#### DATA RECORDS:
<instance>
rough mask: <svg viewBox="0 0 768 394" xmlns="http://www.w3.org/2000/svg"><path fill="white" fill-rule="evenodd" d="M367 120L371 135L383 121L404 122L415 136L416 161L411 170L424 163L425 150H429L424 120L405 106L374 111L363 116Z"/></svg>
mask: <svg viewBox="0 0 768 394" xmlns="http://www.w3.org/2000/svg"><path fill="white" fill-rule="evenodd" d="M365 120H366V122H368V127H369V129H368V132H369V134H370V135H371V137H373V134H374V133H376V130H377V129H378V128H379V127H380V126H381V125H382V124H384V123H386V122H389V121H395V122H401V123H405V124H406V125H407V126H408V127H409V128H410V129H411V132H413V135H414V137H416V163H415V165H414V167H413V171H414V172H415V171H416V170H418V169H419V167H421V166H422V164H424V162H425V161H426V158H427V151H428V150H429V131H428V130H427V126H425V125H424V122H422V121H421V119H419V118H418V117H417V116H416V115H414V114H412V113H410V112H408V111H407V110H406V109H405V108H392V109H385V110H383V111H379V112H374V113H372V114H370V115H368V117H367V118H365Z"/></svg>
* * *
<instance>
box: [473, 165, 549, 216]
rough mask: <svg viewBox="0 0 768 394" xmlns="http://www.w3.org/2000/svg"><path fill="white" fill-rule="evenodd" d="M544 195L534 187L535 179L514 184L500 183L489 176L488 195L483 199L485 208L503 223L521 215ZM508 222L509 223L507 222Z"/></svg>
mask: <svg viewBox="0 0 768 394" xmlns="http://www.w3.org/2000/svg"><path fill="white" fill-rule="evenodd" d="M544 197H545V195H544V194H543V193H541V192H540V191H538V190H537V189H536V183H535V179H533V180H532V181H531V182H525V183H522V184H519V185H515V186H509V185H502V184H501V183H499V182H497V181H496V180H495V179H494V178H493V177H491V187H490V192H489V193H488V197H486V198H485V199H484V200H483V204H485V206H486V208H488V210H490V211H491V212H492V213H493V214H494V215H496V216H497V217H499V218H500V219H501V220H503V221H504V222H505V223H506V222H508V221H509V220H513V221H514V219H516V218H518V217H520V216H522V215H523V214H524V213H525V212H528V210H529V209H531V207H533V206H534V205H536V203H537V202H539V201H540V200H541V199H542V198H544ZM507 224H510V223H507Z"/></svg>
--
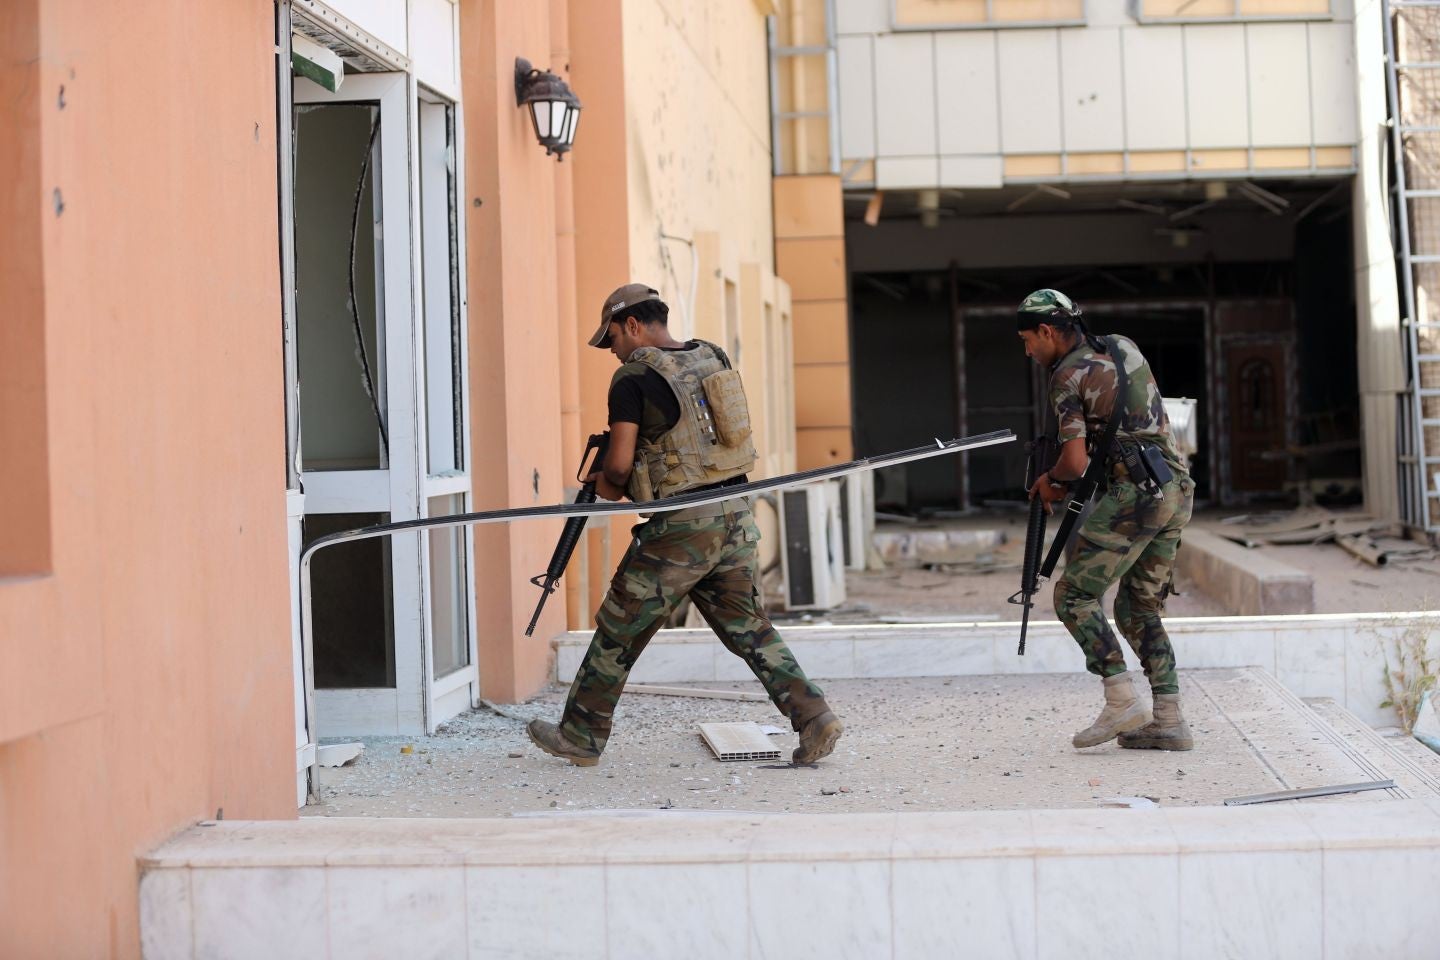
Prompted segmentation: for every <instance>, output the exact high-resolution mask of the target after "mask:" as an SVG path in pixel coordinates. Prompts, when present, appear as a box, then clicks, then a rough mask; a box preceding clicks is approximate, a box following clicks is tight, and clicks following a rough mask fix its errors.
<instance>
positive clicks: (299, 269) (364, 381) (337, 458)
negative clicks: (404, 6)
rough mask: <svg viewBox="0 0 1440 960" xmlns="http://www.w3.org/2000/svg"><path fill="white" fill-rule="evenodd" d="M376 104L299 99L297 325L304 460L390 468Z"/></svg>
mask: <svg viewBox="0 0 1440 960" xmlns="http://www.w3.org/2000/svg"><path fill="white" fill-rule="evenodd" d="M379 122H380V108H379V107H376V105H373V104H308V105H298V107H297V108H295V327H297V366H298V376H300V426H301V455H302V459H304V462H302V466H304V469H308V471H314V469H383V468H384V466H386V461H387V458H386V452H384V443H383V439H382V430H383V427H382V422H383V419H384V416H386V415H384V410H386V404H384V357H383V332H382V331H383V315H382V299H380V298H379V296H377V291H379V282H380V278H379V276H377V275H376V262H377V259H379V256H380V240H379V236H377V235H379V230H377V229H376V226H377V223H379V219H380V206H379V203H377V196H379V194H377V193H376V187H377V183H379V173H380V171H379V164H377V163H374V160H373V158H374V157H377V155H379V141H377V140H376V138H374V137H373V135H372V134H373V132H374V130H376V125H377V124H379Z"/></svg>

#### EXERCISE INSTRUCTIONS:
Where in the entries above does the word "clicks" appear? Copy each line that has it.

#### SOLVED EXERCISE:
Prompted segmentation: for every <instance>, output the exact high-resolution mask of the target after "mask:" as an SVG path in pixel coordinates. Prompts, when present, appear as a box, then clicks, then a rough mask; a box preceding clicks is approximate, a box following clicks is tight, and clicks following a rough mask fix its errors.
positive clicks: (299, 269) (364, 381) (337, 458)
negative clicks: (404, 6)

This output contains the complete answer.